Extracted material Start Marker

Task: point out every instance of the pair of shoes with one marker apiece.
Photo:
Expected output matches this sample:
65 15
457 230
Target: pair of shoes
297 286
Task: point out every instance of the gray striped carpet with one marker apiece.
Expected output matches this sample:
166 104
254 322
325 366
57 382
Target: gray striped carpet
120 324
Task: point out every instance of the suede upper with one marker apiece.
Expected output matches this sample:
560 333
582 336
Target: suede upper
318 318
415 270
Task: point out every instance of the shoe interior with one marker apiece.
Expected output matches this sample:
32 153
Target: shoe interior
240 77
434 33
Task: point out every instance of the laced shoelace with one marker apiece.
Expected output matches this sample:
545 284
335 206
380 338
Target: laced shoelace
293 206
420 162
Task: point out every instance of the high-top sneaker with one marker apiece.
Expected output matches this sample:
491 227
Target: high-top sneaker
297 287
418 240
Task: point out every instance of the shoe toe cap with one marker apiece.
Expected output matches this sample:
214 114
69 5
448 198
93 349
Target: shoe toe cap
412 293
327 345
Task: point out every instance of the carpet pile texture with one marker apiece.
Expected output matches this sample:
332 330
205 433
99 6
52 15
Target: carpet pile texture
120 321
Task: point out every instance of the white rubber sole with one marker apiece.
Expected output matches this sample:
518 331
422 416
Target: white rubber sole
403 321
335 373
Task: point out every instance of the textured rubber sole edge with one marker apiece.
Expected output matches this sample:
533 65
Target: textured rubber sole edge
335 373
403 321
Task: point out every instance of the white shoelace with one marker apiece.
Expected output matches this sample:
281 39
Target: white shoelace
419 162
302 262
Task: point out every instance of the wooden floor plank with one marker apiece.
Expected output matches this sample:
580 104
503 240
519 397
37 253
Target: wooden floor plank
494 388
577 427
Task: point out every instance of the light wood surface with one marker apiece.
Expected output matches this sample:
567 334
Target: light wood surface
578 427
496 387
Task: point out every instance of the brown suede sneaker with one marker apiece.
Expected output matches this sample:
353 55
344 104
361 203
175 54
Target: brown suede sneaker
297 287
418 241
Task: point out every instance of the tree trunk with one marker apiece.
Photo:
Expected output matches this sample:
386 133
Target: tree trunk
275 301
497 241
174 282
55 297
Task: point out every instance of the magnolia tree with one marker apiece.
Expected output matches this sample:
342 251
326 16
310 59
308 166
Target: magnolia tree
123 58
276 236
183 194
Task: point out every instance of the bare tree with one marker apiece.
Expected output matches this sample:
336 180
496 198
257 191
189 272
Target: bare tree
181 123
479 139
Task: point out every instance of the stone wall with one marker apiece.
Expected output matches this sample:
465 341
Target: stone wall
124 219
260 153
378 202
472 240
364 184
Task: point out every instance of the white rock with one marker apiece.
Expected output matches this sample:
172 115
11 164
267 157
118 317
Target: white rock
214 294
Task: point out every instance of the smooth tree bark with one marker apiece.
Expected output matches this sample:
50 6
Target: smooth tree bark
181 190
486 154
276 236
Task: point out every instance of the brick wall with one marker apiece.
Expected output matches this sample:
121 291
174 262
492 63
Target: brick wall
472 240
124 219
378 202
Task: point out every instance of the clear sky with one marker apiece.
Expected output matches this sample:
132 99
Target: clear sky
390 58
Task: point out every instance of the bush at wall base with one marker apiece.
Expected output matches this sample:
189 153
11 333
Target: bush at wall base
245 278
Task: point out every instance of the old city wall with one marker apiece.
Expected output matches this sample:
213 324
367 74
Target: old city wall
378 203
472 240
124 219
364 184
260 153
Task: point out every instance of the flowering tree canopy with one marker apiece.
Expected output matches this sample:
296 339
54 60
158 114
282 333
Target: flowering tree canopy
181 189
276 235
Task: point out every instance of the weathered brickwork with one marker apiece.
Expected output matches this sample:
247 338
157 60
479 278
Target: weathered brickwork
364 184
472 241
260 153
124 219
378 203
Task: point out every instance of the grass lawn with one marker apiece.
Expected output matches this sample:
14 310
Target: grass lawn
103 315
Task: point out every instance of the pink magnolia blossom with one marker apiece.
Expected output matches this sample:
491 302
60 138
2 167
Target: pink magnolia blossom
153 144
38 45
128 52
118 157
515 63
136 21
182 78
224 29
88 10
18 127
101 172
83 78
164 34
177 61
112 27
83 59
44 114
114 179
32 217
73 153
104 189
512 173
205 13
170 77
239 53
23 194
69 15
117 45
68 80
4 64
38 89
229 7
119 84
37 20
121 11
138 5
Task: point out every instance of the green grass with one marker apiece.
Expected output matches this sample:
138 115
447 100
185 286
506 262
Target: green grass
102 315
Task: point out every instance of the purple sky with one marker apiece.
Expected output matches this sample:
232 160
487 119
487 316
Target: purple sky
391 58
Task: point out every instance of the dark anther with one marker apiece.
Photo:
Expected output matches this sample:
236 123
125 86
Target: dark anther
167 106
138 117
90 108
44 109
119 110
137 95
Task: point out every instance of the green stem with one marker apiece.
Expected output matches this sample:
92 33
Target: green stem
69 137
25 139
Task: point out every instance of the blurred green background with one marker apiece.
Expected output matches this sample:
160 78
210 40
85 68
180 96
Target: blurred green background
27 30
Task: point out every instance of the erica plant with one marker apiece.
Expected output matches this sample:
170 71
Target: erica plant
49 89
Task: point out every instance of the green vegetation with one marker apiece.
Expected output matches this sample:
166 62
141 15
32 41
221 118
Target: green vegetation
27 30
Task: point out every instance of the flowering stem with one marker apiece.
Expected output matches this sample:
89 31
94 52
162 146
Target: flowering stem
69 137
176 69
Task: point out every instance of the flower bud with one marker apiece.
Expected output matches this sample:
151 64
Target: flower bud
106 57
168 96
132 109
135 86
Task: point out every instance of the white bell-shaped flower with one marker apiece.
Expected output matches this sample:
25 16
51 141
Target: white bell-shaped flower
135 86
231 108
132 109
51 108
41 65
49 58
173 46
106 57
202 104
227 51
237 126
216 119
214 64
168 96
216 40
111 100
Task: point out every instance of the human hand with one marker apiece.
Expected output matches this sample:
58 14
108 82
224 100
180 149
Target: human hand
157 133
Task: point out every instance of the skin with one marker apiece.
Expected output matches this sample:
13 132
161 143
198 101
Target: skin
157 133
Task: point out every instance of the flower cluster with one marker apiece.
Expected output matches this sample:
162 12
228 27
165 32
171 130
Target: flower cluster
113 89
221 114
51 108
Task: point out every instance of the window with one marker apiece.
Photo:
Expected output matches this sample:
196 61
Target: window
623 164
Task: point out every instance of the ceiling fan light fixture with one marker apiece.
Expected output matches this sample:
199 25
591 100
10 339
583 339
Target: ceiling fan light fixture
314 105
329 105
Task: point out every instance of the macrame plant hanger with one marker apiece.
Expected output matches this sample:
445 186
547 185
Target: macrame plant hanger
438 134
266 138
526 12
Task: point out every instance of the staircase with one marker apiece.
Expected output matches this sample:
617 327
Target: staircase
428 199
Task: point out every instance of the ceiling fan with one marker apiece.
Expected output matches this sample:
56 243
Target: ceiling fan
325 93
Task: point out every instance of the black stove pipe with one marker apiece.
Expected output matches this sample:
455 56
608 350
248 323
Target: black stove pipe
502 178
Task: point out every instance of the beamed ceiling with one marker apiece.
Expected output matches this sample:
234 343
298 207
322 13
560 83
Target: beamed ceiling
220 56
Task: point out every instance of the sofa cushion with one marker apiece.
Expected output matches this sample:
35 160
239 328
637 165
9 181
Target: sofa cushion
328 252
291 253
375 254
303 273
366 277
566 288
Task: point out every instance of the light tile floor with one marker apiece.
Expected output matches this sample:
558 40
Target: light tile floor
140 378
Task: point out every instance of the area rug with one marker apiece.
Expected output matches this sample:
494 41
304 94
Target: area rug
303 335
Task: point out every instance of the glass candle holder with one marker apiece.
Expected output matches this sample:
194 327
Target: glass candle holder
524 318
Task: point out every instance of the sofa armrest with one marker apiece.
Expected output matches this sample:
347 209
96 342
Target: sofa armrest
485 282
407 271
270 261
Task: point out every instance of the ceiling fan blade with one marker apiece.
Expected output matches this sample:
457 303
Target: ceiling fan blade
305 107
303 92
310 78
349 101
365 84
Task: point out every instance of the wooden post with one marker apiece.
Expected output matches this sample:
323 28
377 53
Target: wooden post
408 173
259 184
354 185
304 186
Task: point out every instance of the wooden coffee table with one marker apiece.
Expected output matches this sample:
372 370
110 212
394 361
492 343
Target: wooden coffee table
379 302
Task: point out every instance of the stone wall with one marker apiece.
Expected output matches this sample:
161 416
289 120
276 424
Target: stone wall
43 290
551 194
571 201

Extracted material End Marker

Only the lines from the one containing "Task: point out every instance of the wooden coffee" through the end of the entries above belong in the answer; repeat them exactly.

Task: point out every instance of the wooden coffee table with one marker apiece.
Expected output matches this sample:
372 370
110 212
394 361
492 343
Target: wooden coffee table
379 302
Task: point out every instance of the stone wall with one marker apiece.
Expected output matches this sample:
161 416
289 120
276 424
Target: stone wall
43 290
551 194
571 201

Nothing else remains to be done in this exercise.